* begin Records to use *

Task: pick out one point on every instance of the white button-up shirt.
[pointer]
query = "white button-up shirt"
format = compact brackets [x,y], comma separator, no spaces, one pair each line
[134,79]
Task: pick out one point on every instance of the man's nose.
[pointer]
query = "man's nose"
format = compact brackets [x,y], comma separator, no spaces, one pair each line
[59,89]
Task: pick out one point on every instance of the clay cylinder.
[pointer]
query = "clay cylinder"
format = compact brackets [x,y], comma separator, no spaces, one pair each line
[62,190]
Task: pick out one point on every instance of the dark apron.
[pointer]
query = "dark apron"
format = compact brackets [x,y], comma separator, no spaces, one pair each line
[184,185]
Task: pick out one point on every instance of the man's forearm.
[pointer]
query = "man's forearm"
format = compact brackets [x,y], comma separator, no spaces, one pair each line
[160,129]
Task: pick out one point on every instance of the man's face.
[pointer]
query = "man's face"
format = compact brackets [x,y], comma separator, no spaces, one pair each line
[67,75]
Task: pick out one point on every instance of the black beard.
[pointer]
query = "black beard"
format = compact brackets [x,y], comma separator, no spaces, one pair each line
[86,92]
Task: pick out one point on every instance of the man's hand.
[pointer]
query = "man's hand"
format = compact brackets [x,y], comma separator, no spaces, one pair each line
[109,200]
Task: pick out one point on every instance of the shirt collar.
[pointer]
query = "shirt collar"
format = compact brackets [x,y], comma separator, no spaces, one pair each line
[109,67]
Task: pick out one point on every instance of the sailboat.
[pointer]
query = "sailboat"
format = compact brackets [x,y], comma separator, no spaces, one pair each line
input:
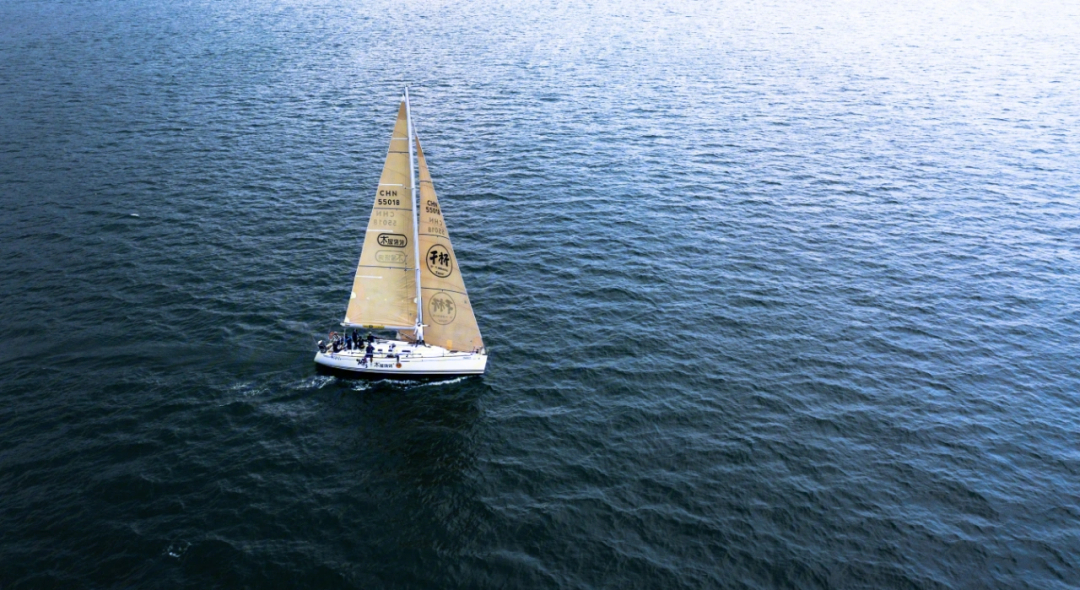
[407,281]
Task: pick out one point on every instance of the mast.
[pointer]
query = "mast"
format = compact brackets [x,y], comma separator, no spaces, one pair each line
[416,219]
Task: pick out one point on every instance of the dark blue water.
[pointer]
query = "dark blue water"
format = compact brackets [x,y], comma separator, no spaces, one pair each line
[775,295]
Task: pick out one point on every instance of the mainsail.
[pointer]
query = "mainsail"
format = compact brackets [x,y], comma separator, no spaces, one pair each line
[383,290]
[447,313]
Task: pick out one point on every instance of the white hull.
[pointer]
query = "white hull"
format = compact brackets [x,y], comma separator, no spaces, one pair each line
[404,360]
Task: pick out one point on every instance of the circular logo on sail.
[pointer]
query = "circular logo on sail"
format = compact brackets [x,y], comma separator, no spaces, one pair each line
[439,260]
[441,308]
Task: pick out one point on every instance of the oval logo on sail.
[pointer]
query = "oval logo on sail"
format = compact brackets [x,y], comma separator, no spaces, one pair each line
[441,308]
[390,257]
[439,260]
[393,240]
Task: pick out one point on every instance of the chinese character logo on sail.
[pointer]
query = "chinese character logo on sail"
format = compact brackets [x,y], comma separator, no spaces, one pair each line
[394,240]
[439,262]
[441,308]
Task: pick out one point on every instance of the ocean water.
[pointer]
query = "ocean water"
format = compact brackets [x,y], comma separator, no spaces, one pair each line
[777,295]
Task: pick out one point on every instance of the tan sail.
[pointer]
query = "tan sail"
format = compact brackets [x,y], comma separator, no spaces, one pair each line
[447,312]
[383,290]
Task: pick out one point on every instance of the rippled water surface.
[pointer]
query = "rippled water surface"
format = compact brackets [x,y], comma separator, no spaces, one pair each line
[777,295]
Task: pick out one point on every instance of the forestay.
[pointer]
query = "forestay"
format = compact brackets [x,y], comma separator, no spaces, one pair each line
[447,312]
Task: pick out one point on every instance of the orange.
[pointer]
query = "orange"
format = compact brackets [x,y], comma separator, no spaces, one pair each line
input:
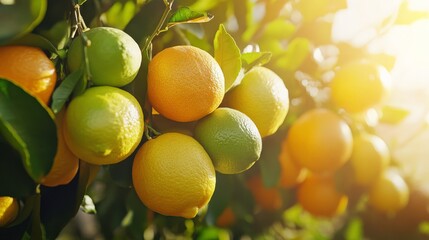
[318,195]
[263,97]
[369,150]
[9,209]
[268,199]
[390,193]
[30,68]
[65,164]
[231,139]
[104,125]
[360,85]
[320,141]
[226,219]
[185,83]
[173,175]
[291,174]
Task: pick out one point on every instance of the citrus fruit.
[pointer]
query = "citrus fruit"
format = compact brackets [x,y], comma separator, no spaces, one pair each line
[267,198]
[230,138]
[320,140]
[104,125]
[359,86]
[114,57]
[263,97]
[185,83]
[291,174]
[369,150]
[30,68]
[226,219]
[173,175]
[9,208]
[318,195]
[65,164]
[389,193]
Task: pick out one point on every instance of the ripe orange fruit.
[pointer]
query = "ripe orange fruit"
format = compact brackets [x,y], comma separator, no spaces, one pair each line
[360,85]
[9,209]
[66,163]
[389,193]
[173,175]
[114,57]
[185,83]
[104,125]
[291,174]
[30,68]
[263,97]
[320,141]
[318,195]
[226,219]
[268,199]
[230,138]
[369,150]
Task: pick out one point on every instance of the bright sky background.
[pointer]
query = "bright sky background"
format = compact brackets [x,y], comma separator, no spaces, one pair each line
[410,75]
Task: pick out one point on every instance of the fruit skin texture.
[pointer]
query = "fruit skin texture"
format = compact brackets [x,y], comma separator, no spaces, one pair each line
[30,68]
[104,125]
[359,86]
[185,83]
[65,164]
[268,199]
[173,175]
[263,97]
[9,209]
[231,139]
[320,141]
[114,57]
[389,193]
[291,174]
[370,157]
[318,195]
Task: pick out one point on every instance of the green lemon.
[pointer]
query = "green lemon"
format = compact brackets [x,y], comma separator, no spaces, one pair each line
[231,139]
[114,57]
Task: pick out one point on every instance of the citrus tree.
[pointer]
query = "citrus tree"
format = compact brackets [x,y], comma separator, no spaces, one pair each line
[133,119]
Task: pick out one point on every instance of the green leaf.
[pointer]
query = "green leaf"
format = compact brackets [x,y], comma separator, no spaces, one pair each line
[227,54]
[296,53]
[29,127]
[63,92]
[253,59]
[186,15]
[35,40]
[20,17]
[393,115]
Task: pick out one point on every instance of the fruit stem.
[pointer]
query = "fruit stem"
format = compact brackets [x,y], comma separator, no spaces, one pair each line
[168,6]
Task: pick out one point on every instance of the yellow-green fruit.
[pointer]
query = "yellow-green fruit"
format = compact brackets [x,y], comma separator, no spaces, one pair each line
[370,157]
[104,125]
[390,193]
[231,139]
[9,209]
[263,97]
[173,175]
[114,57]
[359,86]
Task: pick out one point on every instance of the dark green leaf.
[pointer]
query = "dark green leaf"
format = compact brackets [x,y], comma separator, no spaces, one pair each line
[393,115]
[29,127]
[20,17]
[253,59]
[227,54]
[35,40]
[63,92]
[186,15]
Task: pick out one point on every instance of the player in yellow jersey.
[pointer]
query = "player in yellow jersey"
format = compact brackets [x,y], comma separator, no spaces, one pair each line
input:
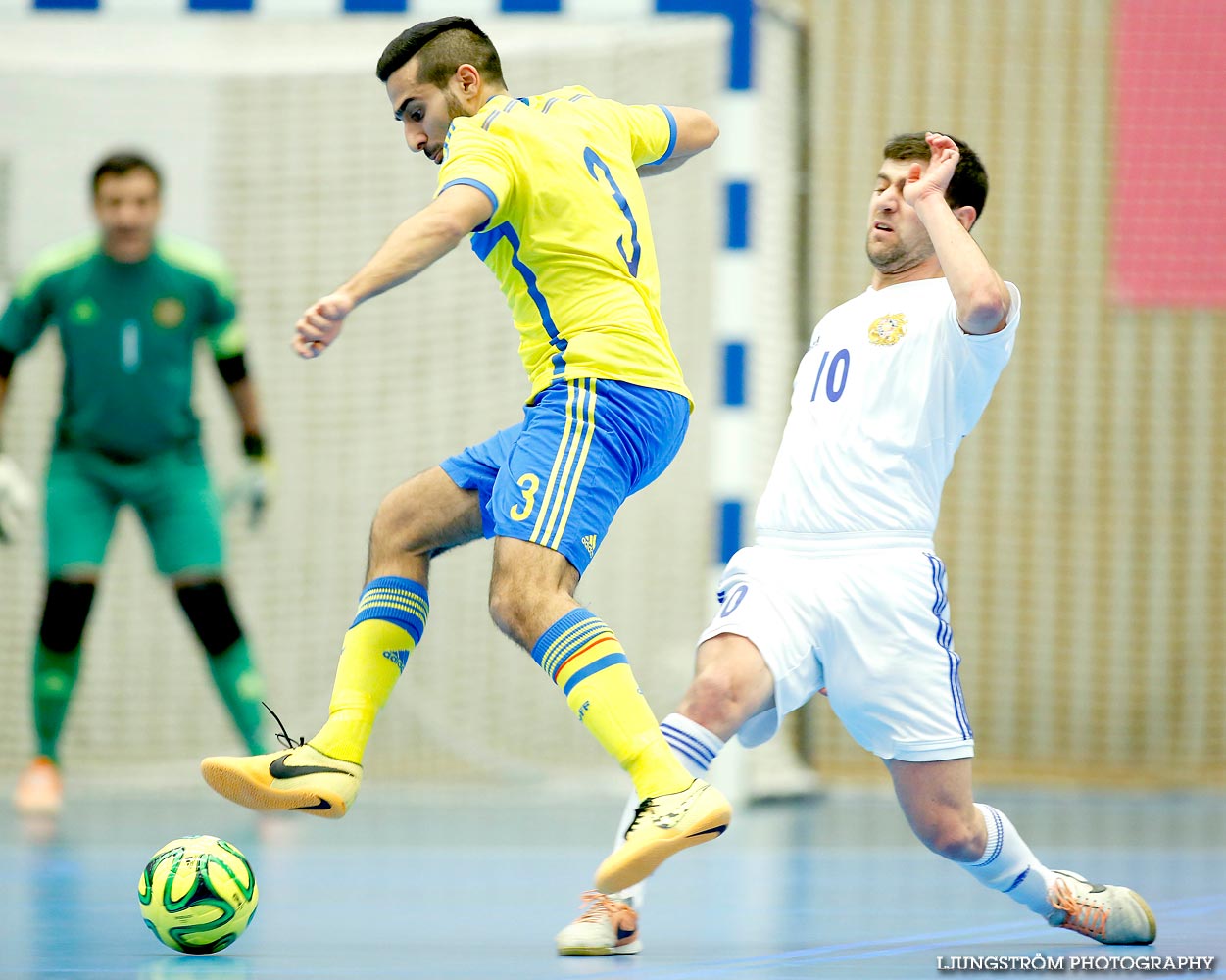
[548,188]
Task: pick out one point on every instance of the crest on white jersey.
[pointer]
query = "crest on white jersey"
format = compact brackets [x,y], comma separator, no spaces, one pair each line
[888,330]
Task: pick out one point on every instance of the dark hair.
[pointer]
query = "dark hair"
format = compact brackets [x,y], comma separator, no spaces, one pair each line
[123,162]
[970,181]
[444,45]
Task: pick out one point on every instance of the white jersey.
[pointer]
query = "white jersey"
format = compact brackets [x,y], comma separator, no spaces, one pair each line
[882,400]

* end Records to use *

**What to work on:**
Copy exactly, and only, the lines from the one containing "Task: pick out one point on every instance of the crest" through the last line of the listing.

**Solution:**
Task: pick out one point on every instance of the crest on white jersey.
[pointer]
query = "crest on white jersey"
format = compact brackets [x,y], comma separator, no spaces, one pair each line
[888,330]
Task: pick out one point on every instance of the dark hair.
[pointer]
query = "dark hair"
format = compact brackets [x,y], comma separator, no spaces, one pair each line
[123,162]
[970,181]
[444,45]
Task: pick out one point on every instance of the white jersey.
[pointer]
query = "white jersey"
format = compact brackets [x,y], comma separator, no spaces, one pair each line
[882,400]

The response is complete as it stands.